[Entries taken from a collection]
☆ ☆ ☆

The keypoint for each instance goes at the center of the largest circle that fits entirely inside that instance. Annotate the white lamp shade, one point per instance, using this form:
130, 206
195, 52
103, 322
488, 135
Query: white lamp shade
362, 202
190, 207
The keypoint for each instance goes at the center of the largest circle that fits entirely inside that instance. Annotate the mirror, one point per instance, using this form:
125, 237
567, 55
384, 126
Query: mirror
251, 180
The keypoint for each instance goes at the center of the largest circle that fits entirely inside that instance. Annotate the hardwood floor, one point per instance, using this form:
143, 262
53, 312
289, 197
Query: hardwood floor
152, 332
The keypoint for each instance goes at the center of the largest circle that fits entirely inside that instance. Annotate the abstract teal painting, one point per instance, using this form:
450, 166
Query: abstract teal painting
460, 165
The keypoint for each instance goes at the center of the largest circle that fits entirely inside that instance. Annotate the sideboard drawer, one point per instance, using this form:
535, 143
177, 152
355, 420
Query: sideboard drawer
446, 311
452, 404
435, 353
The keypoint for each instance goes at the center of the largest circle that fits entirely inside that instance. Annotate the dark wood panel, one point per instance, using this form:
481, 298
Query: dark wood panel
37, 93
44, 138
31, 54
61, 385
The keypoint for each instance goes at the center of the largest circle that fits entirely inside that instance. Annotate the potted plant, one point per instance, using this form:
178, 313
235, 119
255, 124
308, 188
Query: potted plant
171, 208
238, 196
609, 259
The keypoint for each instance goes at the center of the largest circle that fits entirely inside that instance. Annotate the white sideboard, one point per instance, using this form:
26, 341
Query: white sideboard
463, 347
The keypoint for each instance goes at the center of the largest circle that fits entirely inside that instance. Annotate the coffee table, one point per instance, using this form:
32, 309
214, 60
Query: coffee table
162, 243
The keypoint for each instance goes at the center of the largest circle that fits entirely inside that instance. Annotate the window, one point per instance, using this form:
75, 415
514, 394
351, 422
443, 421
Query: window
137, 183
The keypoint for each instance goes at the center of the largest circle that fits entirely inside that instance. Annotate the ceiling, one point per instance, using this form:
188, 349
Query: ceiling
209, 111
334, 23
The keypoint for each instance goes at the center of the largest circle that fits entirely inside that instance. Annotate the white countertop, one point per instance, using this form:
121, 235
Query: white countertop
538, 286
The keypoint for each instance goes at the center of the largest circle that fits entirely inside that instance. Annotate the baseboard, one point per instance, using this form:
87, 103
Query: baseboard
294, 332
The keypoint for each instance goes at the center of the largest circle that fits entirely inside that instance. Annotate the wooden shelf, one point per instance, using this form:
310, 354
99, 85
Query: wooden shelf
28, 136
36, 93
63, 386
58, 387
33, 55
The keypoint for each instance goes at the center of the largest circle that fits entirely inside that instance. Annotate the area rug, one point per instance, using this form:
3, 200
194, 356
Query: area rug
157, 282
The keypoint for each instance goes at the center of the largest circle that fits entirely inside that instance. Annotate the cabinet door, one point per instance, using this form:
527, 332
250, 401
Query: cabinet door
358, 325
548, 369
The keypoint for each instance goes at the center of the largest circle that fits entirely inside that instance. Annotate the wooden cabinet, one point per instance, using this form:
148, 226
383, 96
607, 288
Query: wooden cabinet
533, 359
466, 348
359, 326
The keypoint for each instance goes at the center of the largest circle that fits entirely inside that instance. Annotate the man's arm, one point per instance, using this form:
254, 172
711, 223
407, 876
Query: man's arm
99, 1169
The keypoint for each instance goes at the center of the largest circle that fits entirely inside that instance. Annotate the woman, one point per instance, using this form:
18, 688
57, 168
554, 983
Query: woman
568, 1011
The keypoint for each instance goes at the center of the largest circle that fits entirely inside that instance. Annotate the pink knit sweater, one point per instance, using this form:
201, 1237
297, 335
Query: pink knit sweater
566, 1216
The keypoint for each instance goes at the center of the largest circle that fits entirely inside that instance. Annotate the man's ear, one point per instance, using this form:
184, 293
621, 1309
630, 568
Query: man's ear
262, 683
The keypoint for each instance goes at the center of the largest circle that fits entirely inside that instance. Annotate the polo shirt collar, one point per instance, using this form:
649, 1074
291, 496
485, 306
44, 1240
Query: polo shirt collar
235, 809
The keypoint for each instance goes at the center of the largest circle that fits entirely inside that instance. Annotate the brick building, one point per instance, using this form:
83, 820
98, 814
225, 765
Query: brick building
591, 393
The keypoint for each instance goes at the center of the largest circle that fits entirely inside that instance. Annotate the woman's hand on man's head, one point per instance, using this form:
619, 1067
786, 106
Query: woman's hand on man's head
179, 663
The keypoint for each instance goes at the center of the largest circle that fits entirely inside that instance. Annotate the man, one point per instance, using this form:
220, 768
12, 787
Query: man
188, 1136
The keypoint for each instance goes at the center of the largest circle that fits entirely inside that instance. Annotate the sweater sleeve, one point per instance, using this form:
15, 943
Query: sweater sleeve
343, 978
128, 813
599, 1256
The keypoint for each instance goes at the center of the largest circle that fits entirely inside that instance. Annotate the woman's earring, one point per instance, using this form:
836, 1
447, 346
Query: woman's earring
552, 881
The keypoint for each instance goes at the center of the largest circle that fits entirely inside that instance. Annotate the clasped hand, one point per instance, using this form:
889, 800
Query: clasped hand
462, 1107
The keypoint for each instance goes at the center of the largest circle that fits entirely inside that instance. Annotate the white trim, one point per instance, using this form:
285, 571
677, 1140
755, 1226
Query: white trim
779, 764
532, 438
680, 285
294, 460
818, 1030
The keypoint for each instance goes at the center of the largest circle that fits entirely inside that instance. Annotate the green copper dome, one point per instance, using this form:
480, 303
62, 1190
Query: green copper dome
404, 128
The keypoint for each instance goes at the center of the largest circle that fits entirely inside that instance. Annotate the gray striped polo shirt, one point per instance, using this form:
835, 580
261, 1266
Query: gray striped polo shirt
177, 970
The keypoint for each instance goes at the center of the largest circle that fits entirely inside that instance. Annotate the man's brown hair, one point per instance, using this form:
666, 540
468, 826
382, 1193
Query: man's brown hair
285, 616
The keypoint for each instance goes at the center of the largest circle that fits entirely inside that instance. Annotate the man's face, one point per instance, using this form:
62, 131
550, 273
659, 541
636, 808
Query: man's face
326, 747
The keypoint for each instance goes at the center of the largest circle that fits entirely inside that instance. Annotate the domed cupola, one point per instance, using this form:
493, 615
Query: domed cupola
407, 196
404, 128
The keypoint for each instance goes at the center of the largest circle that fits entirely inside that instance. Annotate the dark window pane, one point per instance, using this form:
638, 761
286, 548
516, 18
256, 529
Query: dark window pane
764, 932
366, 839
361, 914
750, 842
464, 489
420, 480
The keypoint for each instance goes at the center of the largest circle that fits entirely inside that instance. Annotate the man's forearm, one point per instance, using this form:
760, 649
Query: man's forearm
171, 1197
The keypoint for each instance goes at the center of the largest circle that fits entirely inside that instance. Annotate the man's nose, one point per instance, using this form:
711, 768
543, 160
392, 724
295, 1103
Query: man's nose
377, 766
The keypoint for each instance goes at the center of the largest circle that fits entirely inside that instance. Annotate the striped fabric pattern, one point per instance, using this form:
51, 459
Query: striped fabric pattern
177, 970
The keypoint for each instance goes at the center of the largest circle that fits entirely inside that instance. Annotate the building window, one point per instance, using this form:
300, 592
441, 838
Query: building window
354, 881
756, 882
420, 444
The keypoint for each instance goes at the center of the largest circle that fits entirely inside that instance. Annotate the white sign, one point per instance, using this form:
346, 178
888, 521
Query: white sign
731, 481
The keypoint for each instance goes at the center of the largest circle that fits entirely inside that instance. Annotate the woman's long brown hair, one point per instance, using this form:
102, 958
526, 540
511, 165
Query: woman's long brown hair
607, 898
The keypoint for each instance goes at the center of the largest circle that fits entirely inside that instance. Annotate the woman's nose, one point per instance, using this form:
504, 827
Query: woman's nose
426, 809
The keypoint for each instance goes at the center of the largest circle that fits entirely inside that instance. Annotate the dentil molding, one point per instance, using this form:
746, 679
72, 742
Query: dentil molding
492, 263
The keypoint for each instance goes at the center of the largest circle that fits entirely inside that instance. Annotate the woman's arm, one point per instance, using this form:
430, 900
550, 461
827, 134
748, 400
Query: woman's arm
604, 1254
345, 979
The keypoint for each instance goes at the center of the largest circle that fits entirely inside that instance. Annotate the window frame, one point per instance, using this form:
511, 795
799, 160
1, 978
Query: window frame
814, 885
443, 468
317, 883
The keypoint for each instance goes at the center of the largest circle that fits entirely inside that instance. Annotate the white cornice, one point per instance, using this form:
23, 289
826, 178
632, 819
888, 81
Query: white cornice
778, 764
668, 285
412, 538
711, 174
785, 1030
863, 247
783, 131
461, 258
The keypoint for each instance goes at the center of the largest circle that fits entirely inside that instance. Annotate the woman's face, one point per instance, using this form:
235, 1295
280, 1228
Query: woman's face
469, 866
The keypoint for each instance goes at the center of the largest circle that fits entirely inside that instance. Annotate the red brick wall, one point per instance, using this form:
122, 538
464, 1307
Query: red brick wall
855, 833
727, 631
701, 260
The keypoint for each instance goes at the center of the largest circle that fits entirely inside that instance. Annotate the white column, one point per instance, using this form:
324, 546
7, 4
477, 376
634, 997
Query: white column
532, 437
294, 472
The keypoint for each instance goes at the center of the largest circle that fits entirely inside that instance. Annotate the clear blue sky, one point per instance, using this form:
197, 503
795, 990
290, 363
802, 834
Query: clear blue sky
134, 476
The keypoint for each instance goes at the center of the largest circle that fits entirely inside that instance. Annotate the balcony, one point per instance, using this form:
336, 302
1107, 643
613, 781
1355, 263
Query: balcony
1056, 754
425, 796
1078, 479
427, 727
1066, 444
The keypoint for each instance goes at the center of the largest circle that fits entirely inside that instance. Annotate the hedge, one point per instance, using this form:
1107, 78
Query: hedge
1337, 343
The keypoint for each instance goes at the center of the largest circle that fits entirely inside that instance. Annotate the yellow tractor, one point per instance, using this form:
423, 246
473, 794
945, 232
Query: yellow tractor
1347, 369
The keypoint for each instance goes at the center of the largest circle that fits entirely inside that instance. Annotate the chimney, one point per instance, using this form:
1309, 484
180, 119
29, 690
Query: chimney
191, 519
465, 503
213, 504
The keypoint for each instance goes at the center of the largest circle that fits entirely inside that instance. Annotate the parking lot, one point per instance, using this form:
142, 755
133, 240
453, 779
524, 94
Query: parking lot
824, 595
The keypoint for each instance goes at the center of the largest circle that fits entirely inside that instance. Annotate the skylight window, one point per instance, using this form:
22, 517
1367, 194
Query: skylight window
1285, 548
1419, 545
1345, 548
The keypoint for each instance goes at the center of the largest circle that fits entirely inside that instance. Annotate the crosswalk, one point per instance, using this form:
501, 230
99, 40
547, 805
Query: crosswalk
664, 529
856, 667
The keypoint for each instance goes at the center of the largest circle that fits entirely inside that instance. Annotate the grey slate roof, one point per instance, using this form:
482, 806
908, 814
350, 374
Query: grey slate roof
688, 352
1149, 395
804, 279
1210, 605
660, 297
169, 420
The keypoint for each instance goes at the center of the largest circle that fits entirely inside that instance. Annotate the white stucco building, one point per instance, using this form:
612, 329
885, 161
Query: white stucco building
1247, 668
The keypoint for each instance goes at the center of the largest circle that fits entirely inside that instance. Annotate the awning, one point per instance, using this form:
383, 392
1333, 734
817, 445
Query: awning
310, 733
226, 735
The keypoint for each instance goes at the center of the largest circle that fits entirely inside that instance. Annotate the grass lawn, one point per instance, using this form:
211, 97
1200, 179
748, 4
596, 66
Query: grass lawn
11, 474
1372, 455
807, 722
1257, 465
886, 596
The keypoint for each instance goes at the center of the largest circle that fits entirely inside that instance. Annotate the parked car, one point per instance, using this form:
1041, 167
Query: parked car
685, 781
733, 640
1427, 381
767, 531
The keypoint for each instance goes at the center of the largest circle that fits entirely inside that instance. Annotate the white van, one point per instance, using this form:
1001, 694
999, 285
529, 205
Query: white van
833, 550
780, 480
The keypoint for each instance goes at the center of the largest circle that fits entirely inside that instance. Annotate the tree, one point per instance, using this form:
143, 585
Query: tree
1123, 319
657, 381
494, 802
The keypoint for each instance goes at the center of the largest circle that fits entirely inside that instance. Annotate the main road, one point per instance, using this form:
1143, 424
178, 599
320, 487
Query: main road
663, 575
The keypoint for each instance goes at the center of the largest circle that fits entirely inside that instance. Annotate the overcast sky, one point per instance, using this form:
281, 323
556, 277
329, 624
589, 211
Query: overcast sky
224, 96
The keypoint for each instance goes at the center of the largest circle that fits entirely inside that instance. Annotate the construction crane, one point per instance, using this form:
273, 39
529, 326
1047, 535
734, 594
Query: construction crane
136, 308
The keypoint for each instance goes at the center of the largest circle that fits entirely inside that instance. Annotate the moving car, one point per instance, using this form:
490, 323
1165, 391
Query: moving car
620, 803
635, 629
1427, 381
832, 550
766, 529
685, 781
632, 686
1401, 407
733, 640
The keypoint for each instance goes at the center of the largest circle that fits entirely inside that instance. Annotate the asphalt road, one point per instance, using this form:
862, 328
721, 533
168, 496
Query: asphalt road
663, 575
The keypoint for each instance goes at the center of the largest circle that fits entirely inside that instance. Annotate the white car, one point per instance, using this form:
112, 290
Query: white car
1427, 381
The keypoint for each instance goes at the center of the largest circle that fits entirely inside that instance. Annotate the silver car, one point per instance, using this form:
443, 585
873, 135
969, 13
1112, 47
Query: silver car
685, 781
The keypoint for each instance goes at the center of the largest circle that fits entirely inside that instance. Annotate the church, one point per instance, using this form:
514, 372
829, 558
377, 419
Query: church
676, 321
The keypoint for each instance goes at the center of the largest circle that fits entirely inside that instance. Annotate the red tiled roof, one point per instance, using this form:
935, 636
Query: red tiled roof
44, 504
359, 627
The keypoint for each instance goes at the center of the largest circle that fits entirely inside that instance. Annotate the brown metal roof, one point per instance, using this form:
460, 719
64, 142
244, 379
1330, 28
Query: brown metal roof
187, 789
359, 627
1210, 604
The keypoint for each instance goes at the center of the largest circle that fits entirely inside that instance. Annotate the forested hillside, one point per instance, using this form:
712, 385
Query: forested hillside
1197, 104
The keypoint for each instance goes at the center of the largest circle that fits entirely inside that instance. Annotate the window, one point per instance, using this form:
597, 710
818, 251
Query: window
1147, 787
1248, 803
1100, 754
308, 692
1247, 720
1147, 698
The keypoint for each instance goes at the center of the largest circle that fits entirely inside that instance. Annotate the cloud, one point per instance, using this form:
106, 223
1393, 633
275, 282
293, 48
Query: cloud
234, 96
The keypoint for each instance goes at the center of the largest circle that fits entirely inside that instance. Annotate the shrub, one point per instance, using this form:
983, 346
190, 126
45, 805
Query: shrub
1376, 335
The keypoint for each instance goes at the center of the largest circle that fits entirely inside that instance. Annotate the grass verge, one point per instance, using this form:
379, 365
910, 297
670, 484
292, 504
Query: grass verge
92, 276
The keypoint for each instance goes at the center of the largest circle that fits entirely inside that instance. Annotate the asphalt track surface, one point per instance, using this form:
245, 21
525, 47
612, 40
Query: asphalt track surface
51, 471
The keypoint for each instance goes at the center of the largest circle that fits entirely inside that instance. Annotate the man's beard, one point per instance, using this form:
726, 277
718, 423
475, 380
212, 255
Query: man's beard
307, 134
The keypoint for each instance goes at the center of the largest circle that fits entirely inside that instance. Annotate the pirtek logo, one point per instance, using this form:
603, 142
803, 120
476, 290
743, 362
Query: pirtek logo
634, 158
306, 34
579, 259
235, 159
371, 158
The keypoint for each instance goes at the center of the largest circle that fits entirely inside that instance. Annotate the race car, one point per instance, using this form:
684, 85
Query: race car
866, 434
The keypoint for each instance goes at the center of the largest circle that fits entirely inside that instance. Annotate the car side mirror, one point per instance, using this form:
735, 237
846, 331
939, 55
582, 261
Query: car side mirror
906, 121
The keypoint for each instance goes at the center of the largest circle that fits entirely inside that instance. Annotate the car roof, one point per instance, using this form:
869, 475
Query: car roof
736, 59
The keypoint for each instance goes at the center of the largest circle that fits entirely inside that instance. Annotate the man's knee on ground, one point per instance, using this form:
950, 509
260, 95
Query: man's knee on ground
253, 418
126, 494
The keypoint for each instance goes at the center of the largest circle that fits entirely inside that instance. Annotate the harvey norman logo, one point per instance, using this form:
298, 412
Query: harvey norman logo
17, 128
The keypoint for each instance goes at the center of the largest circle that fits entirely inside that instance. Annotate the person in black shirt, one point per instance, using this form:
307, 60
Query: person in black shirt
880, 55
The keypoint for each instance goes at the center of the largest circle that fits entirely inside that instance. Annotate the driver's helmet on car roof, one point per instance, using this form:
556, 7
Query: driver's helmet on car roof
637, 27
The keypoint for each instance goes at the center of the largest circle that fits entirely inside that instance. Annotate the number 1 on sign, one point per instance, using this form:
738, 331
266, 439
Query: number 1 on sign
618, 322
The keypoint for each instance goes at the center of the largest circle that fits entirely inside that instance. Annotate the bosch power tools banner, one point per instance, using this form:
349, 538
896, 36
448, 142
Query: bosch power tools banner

☆ ☆ ☆

Write the number of lines in the data above that contain the word "banner", and add nothing to it.

2